⟨
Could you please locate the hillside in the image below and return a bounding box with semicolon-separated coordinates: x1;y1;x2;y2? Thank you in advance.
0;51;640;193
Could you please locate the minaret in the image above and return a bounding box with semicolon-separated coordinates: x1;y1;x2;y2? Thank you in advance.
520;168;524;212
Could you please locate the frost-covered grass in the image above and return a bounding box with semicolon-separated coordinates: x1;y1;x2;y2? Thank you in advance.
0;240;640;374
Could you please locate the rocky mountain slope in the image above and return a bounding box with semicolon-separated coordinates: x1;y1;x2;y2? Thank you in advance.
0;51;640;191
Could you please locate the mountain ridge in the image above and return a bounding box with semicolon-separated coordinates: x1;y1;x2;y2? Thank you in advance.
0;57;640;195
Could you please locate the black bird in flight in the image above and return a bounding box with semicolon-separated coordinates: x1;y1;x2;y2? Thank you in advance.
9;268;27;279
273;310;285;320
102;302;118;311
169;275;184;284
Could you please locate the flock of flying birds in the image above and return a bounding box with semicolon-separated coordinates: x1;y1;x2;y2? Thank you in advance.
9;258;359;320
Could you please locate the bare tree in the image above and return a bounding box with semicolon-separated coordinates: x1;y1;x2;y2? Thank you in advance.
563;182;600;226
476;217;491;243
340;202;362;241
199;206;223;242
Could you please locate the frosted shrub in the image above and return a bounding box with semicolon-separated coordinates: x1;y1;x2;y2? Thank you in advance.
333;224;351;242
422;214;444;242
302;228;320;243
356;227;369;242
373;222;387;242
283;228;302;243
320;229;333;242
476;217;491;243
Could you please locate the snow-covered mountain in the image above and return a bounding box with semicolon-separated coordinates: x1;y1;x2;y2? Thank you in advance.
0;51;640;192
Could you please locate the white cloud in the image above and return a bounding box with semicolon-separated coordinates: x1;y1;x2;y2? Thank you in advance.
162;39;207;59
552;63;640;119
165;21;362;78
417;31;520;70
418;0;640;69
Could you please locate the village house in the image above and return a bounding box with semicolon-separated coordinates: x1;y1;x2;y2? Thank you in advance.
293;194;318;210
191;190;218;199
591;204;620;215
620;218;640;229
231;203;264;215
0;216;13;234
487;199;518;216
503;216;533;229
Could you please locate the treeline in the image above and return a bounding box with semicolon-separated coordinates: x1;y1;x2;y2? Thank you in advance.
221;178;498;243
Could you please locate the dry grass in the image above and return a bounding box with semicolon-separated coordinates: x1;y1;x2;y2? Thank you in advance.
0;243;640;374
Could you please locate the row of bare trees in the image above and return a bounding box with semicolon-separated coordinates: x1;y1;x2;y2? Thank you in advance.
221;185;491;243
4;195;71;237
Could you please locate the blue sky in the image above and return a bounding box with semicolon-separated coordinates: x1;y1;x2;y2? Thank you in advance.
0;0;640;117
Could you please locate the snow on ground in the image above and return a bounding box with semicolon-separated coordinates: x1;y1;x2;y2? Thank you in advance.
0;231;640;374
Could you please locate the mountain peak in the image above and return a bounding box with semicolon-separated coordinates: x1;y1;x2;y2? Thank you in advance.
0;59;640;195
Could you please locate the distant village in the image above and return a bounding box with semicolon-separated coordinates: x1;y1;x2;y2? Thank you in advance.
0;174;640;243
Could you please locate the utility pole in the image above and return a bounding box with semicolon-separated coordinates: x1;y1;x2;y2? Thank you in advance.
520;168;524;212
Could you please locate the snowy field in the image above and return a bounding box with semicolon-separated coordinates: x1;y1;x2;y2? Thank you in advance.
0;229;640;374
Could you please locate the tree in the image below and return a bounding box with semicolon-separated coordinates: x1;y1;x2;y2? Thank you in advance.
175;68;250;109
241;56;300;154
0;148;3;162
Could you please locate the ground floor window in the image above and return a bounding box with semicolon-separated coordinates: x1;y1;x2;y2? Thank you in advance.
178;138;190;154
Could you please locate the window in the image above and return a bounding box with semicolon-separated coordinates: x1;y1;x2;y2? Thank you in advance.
⟩
> _Task to carry out_
From the entries above, copy every line that contains the word "village".

> _Final result_
Could you please locate the village house in the image above and return a bounding box with semicolon-separated coordinates: x1;y1;x2;y2? Thank you in advance.
Could you please locate the distant village in the image above and return a bounding box with semicolon-separated coordinates: x1;y1;x2;y2? Thank you in advance.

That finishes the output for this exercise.